=== Pasaje mostrado ===

Sin embargo, la aparición de Mario Vargas Llosa como alternativa política, mandó este plan a los estantes. Los generales de la época juzgaron que sería mejor que las reformas se ejecuten democráticamente y que no sean las Fuerzas Armadas las que carguen con el alto costo político de ordenar al país.

Pero la candidatura de MVLL, como todos sabemos, fracasó, y, de la nada, salió Fujimori, en un verdadero salto al vacío del electorado. Ante este escenario, los planes golpistas fueron desempolvados. Fujimori como presidente electo se mudó al Círculo Militar “por su seguridad” y en esa época se empezó a tejer la telaraña que dos años después condujeron a la disolución del Congreso.

En paralelo, uno de los asesores que se habían agrupado de manera precipitada alrededor de la campaña Fujimori era el sociólogo Francisco Loayza. Para solucionar los entuertos legales de Fujimori, que eran varios, Loayza le presentó a Montesinos, que ya era un discreto, pero conocido operador político-judicial

Montesinos traicionó a Loayza y rápidamente forjó una relación simbiótica con Fujimori. A Montesinos, Fujimori le habría las puertas del poder y, a Fujimori, Montesinos le servía como un operador, capitán defenestrado del ejército, pero con amplios vínculos en este, que le permitiría ser él quien los controle y no viceversa. Fujimori no quería ser un mero instrumento en un plan golpista ajeno.

===

§ Instrucciones de trabajo:
1 – Indica si cada afirmación concuerda con el pasaje sobre Fujimori y Montesinos, respondiendo sí o no y citando textualmente las palabras que lo deciden. (a) Fujimori, siendo presidente electo, se trasladó al Círculo Militar. (b) Los generales prefirieron que las Fuerzas Armadas asumieran el costo político de las reformas. (c) Montesinos se mantuvo leal a Loayza.
2 – Prosigue el pasaje sobre Fujimori y Montesinos a partir de su última oración.

=== Información proporcionada ===

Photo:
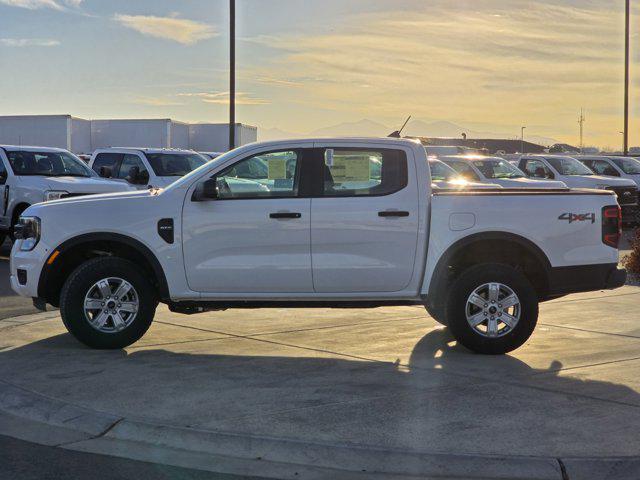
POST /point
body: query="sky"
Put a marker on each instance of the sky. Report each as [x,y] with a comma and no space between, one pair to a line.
[488,65]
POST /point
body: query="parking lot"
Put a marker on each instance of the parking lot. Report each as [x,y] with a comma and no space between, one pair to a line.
[282,392]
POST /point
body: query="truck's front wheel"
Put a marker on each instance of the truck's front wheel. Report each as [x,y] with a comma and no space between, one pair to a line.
[107,303]
[492,309]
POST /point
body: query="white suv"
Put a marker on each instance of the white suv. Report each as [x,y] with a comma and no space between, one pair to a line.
[145,167]
[30,175]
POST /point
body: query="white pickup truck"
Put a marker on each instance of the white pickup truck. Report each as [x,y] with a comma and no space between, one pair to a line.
[331,222]
[145,167]
[31,175]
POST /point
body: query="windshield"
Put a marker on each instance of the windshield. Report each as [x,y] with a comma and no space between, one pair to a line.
[442,172]
[569,166]
[630,166]
[496,168]
[175,164]
[49,164]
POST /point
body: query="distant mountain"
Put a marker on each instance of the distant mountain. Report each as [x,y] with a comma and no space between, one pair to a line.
[266,134]
[416,128]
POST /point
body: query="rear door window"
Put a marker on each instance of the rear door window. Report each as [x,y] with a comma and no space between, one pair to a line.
[130,161]
[363,172]
[465,170]
[106,160]
[537,169]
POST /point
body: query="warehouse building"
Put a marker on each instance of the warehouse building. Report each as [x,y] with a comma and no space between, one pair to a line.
[84,136]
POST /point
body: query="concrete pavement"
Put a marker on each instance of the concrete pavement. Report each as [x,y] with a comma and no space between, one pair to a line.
[281,392]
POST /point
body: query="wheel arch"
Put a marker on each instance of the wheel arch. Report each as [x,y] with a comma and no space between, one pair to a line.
[501,247]
[77,250]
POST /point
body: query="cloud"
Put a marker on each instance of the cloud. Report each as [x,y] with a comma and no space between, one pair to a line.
[222,98]
[28,42]
[493,61]
[156,102]
[186,32]
[37,4]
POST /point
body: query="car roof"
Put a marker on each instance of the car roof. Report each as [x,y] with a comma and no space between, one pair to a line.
[469,158]
[144,149]
[25,148]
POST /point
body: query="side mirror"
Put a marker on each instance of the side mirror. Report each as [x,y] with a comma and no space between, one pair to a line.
[105,172]
[207,190]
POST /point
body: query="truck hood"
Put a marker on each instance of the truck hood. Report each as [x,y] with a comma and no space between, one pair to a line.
[528,183]
[100,197]
[85,185]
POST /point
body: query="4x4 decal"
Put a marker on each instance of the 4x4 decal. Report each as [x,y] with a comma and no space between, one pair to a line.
[578,217]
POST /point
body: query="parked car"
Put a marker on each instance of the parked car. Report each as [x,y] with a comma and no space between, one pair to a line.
[30,175]
[145,167]
[576,175]
[444,177]
[496,170]
[438,150]
[211,155]
[337,233]
[608,166]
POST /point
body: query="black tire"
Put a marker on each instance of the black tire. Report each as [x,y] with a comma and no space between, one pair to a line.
[14,219]
[436,314]
[456,309]
[83,279]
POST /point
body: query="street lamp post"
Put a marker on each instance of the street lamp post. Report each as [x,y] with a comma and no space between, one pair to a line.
[232,74]
[626,76]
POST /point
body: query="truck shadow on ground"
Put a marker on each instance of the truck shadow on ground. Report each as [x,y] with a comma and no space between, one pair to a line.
[443,397]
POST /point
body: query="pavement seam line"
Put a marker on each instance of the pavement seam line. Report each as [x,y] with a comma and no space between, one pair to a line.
[462,375]
[585,330]
[563,469]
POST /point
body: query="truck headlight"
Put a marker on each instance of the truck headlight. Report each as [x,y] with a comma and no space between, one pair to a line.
[27,230]
[54,195]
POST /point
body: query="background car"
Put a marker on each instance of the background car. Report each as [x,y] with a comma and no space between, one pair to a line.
[494,170]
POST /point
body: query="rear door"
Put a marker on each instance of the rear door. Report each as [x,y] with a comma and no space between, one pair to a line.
[364,219]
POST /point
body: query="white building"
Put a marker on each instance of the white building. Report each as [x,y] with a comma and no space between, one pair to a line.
[84,136]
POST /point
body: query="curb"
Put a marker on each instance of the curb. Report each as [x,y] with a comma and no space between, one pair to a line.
[34,417]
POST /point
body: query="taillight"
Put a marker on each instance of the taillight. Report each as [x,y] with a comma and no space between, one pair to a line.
[611,225]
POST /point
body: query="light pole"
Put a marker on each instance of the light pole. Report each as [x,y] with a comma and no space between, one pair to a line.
[626,76]
[232,74]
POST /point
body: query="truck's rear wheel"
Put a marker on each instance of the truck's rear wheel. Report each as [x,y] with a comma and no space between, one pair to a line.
[107,303]
[492,309]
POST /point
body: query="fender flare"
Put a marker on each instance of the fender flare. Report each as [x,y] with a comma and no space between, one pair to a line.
[439,276]
[138,246]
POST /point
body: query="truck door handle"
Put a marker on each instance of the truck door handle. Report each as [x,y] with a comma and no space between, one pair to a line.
[279,215]
[393,213]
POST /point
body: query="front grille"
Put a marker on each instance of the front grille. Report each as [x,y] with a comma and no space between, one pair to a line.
[626,195]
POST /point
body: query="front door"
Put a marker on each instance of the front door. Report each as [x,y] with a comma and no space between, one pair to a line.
[255,237]
[4,200]
[364,218]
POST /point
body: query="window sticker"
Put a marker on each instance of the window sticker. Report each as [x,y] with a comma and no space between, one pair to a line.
[351,169]
[328,157]
[277,169]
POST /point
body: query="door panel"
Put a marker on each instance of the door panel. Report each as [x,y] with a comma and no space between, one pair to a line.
[364,240]
[255,237]
[235,246]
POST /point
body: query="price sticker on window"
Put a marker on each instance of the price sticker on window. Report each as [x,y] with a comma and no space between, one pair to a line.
[277,169]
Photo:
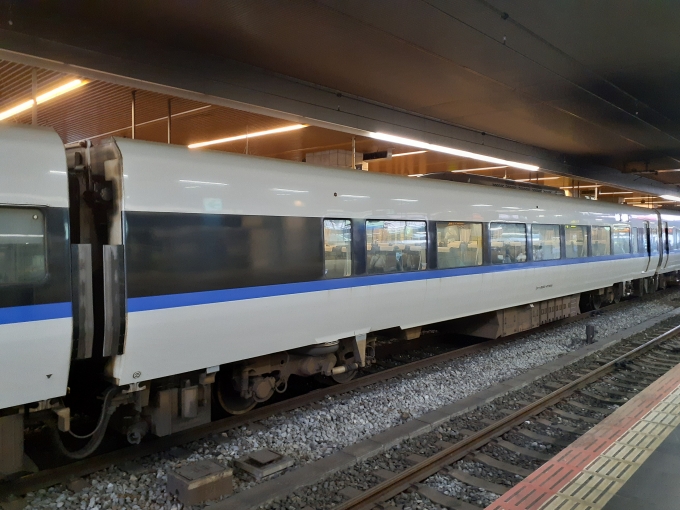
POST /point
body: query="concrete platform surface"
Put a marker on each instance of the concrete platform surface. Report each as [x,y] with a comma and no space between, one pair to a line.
[629,461]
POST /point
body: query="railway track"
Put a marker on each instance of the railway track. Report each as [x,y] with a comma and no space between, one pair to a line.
[64,473]
[560,414]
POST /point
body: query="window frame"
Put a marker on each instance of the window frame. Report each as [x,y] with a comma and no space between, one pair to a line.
[607,228]
[426,243]
[482,240]
[527,252]
[45,246]
[587,240]
[350,247]
[611,238]
[560,236]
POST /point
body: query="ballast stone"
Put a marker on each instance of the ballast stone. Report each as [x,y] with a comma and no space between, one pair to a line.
[199,482]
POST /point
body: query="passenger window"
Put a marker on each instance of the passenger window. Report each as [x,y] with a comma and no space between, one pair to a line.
[508,243]
[458,244]
[643,247]
[654,240]
[601,240]
[337,239]
[396,246]
[22,246]
[620,239]
[545,242]
[671,239]
[576,241]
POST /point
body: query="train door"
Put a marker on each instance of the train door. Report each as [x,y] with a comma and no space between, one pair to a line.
[654,246]
[647,244]
[665,245]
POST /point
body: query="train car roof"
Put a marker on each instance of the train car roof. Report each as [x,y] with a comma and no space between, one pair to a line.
[166,178]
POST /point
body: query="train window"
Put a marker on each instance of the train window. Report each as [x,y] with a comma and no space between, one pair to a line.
[337,238]
[671,239]
[601,240]
[654,240]
[545,242]
[620,239]
[458,244]
[173,253]
[22,246]
[396,246]
[576,241]
[508,243]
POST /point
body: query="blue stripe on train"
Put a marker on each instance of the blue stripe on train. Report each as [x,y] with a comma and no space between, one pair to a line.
[31,313]
[142,304]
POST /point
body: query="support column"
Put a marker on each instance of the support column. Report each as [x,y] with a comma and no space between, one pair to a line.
[169,121]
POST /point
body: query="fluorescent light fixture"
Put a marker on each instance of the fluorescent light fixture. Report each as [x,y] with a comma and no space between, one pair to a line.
[582,186]
[43,98]
[407,154]
[539,179]
[475,169]
[248,135]
[448,150]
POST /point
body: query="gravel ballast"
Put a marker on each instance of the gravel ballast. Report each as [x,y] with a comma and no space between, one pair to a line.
[309,433]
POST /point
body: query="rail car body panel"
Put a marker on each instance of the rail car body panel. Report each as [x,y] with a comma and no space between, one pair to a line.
[35,295]
[174,332]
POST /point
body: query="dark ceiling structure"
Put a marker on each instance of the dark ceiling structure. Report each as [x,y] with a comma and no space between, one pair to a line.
[592,85]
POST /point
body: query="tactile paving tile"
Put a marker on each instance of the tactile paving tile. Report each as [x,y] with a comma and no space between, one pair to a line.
[587,474]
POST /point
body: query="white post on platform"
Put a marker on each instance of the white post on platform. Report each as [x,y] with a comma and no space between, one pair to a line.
[34,92]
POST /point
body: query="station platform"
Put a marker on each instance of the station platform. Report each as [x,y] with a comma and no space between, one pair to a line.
[629,461]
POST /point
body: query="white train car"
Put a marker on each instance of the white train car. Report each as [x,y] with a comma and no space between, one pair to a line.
[195,272]
[35,293]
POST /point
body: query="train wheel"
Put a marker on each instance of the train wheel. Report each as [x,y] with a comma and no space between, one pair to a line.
[344,378]
[229,397]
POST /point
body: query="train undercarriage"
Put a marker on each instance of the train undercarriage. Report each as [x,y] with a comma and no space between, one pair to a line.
[172,404]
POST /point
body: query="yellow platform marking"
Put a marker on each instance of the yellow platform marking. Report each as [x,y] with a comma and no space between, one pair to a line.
[596,484]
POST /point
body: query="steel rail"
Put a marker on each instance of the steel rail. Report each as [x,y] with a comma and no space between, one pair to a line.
[430,466]
[61,474]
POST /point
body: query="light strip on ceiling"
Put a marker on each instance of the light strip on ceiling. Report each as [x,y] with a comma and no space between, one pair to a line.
[248,135]
[481,168]
[448,150]
[42,98]
[539,179]
[407,154]
[586,186]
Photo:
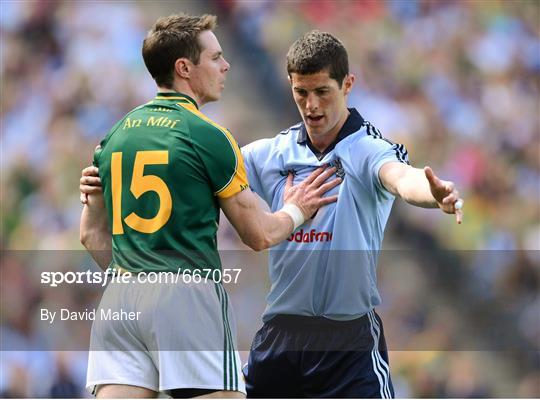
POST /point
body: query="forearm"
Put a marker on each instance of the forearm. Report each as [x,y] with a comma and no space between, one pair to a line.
[413,187]
[256,225]
[95,235]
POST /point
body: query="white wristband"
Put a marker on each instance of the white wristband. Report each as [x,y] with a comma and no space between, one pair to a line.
[295,213]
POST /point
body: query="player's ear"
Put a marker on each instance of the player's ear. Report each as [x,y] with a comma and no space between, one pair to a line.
[348,83]
[182,67]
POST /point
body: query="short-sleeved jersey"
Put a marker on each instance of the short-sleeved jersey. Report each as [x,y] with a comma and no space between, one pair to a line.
[163,167]
[327,267]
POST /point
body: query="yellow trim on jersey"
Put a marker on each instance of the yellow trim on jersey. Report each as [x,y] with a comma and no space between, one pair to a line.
[238,180]
[171,98]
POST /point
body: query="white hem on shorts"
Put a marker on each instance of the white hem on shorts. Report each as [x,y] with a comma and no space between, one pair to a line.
[91,386]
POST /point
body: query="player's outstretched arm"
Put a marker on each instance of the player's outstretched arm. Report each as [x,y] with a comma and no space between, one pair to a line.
[260,229]
[422,188]
[94,229]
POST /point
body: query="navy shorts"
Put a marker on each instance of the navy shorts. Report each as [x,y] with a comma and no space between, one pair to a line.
[298,356]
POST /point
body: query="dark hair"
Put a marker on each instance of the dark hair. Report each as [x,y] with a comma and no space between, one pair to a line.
[317,51]
[171,38]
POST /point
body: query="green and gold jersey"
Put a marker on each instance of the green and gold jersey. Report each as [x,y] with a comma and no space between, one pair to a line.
[163,167]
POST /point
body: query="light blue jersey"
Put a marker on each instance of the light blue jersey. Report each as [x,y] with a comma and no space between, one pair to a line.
[327,267]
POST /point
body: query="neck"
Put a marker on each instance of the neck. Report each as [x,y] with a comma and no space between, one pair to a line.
[321,142]
[181,88]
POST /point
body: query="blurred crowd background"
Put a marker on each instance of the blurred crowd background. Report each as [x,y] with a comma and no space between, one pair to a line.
[456,81]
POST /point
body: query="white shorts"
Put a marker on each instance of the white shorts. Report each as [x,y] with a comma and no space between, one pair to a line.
[184,336]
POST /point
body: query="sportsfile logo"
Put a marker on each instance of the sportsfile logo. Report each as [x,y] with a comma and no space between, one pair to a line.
[310,237]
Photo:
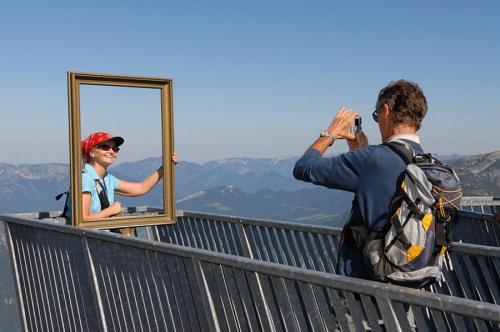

===

§ Respuestas del ejercicio:
1 –
(a) Sí: «Fujimori como presidente electo se mudó al Círculo Militar “por su seguridad”».
(b) No: «que no sean las Fuerzas Armadas las que carguen con el alto costo político de ordenar al país».
(c) No: «Montesinos traicionó a Loayza».

2 –
A continuación, Fujimori jugó sus cartas con destreza. Integró un gabinete ministerial competente que adoptó las primeras y durísimas decisiones necesarias para frenar la inflación. También consiguió facultades delegadas del Congreso para llevar a cabo la primera gran limpieza vía Decretos Legislativos del exceso regulatorio en el que nos habíamos sumergido.

Mientras esto sucedía, la izquierda del Congreso se comportó con enorme irresponsabilidad. Todavía recuerdo el griterío irrespetuoso que armaron mientras Fujimori leía su primer discurso del 28 de julio y a Ricardo Letts haciendo pintas en el hemiciclo de la Cámara de Diputados. ¿Qué raro, no?

En este contexto, Fujimori proyectó a la opinión pública seriedad y firmeza. Estaba sentando las bases para llevar a cabo el plan golpista que comentamos.

En paralelo, la lucha contra Sendero Luminoso estaba llegando a su clímax. Un aspecto poco

explicado de la tragedia de los años ochenta es el enorme desconcierto que despertó Sendero Luminoso. En 1980, cuando colgaban perros en los postes con anuncios alusivos a Deng Xiao Pin, nadie entendía qué demonios estaba pasando. Como movimiento terrorista se apartaba totalmente de los grupos guerrilleros que pululaban en América Latina, a los que acusaba de revisionistas. Nuestra izquierda urbana, con su distintiva miopía genética, los tildaba de experimentos de la CIA o incongruencias parecidas.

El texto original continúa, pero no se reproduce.